EXERCISE DETAILS - Only the final stretch of the data is wanted: reproduce the line containing "Query: tower" and each line after it, exactly.

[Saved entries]
══════
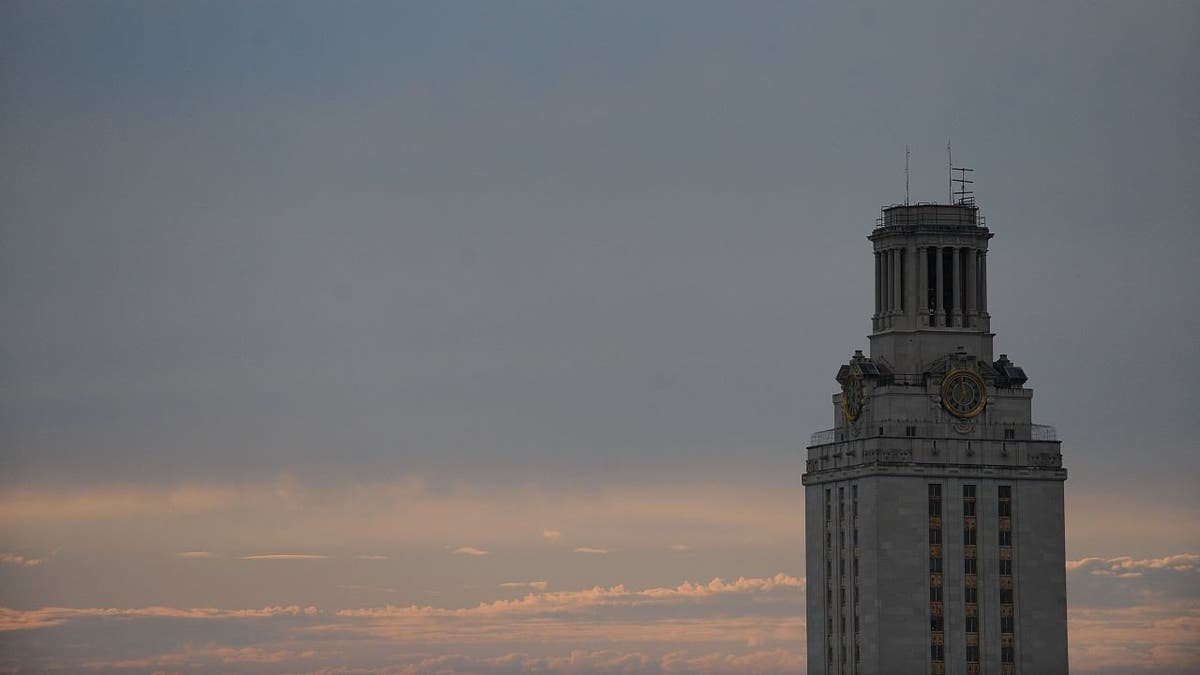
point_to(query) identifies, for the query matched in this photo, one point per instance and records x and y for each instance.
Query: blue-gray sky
(317, 263)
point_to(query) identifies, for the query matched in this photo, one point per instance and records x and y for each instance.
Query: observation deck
(931, 215)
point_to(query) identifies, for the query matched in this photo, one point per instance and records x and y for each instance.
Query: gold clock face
(852, 395)
(964, 393)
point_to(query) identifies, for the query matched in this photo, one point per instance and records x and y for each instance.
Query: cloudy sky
(487, 336)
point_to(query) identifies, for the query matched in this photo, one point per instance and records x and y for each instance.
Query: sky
(487, 338)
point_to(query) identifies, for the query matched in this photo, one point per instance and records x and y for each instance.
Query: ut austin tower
(934, 508)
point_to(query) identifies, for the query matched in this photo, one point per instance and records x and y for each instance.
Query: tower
(934, 508)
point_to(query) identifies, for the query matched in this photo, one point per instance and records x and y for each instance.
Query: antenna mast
(906, 175)
(965, 195)
(949, 172)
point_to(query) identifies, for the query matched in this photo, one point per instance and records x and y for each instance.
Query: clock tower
(934, 507)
══════
RESPONSE TO THE TASK -
Query: tower
(934, 508)
point_to(query) identifies, for the query matched in this photo, one point per instance and records x and y for each instance.
Query: antenna mast
(906, 175)
(965, 195)
(949, 172)
point_to(query) identifies, for the query matched in this photo, one point per instance and records x and y for each instance.
Query: clock tower
(934, 507)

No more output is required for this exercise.